● Stated problem 1:
Retype the passage on the adversary's key queries, character for character.

* start Page extract *

Define \(\varvec{y} = \varvec{y}_1 - \varvec{y}_0 \in \mathbb {Z}_p^{\ell }\). Let \(\varvec{x}_{i} \in \mathbb {Z}_p^{\ell }\) be the vectors corresponding to the secret key queries made by \(\mathcal {A}\). As \(\mathcal {A}\) is a legitimate adversary, we have \(\langle \varvec{x}_i, \varvec{y} \rangle = 0 \bmod p\) for each secret key query \(\varvec{x}_i\).

We consider the view of the adversary after it has made exactly j key queries that are linearly independent modulo p, for each j from 0 up to \(\ell -1\). In fact, counter j may stop increasing before reaching \(\ell -1\), but without loss of generality, we may assume that it eventually reaches \(\ell -1\). We are to show by induction that for any j, the view of the adversary is almost independent of \(\beta \). In particular, for all \(j < \ell -1\), this implies that the \((j+1)\)th linearly independent key query is almost (statistically) independent of \(\beta \). It also implies, for \(j = \ell -1\), that the adversary’s view through Game \(2'\) is almost independent of \(\beta \), which is exactly what we are aiming for. In what follows, we take \(j \in \{0, \ldots , \ell -1\}\), and assume that state \(\mathsf {st}\) is independent from \(\beta \). We also assume that the jth private key query occurs after the challenge phase since the adversary’s view is trivially independent of \(\beta \) before the generation of the challenge ciphertext.

* end Page extract *

● Stated problem 2:
Rewrite the listing from its first line through the line containing "136L232 93L186 56L159", replacing "white frost" with "hoarfrost" and keeping everything else identical.

* start Input rows *

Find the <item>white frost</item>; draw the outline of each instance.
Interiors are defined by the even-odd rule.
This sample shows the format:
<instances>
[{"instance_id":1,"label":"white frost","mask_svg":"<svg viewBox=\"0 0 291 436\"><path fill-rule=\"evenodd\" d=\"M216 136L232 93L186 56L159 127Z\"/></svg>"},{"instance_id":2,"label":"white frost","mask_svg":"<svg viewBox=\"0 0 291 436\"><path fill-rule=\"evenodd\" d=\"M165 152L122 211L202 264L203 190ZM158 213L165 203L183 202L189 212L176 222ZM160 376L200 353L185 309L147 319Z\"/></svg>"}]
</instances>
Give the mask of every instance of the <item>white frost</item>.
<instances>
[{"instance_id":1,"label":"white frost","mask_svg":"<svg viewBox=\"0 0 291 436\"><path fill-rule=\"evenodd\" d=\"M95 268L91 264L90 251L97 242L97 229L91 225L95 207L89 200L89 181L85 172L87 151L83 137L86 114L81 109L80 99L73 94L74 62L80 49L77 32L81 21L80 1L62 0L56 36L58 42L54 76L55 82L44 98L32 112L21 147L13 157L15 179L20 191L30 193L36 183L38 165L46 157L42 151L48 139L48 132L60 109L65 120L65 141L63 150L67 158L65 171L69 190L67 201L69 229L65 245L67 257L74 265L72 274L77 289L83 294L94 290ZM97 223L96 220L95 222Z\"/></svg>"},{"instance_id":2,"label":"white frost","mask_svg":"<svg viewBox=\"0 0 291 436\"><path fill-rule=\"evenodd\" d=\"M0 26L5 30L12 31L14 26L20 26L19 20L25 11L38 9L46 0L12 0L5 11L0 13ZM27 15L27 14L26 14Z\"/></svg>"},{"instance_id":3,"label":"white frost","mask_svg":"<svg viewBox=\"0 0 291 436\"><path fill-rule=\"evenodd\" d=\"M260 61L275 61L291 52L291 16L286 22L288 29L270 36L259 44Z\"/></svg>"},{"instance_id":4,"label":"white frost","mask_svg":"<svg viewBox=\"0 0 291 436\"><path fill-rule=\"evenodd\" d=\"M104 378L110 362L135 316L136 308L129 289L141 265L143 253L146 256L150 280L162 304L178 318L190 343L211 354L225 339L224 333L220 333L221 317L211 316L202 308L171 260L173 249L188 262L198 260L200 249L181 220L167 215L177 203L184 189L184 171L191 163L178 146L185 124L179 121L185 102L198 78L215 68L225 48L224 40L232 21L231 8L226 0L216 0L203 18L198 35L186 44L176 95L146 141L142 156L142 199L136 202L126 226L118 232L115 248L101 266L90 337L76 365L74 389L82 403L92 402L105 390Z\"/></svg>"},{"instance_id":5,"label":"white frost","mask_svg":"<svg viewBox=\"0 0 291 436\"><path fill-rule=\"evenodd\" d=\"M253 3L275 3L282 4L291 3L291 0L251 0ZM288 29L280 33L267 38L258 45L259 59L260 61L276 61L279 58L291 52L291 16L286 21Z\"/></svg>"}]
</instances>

* end Input rows *

● Worked solution 1:
Define \(\varvec{y} = \varvec{y}_1 - \varvec{y}_0 \in \mathbb {Z}_p^{\ell }\). Let \(\varvec{x}_{i} \in \mathbb {Z}_p^{\ell }\) be the vectors corresponding to the secret key queries made by \(\mathcal {A}\). As \(\mathcal {A}\) is a legitimate adversary, we have \(\langle \varvec{x}_i, \varvec{y} \rangle = 0 \bmod p\) for each secret key query \(\varvec{x}_i\).

We consider the view of the adversary after it has made exactly j key queries that are linearly independent modulo p, for each j from 0 up to \(\ell -1\). In fact, counter j may stop increasing before reaching \(\ell -1\), but without loss of generality, we may assume that it eventually reaches \(\ell -1\). We are to show by induction that for any j, the view of the adversary is almost independent of \(\beta \). In particular, for all \(j < \ell -1\), this implies that the \((j+1)\)th linearly independent key query is almost (statistically) independent of \(\beta \). It also implies, for \(j = \ell -1\), that the adversary’s view through Game \(2'\) is almost independent of \(\beta \), which is exactly what we are aiming for. In what follows, we take \(j \in \{0, \ldots , \ell -1\}\), and assume that state \(\mathsf {st}\) is independent from \(\beta \). We also assume that the jth private key query occurs after the challenge phase since the adversary’s view is trivially independent of \(\beta \) before the generation of the challenge ciphertext.

● Worked solution 2:
Find the <item>hoarfrost</item>; draw the outline of each instance.
Interiors are defined by the even-odd rule.
This sample shows the format:
<instances>
[{"instance_id":1,"label":"hoarfrost","mask_svg":"<svg viewBox=\"0 0 291 436\"><path fill-rule=\"evenodd\" d=\"M216 136L232 93L186 56L159 127Z\"/></svg>"},{"instance_id":2,"label":"hoarfrost","mask_svg":"<svg viewBox=\"0 0 291 436\"><path fill-rule=\"evenodd\" d=\"M165 152L122 211L202 264L203 190ZM158 213L165 203L183 202L189 212L176 222ZM160 376L200 353L185 309L147 319Z\"/></svg>"}]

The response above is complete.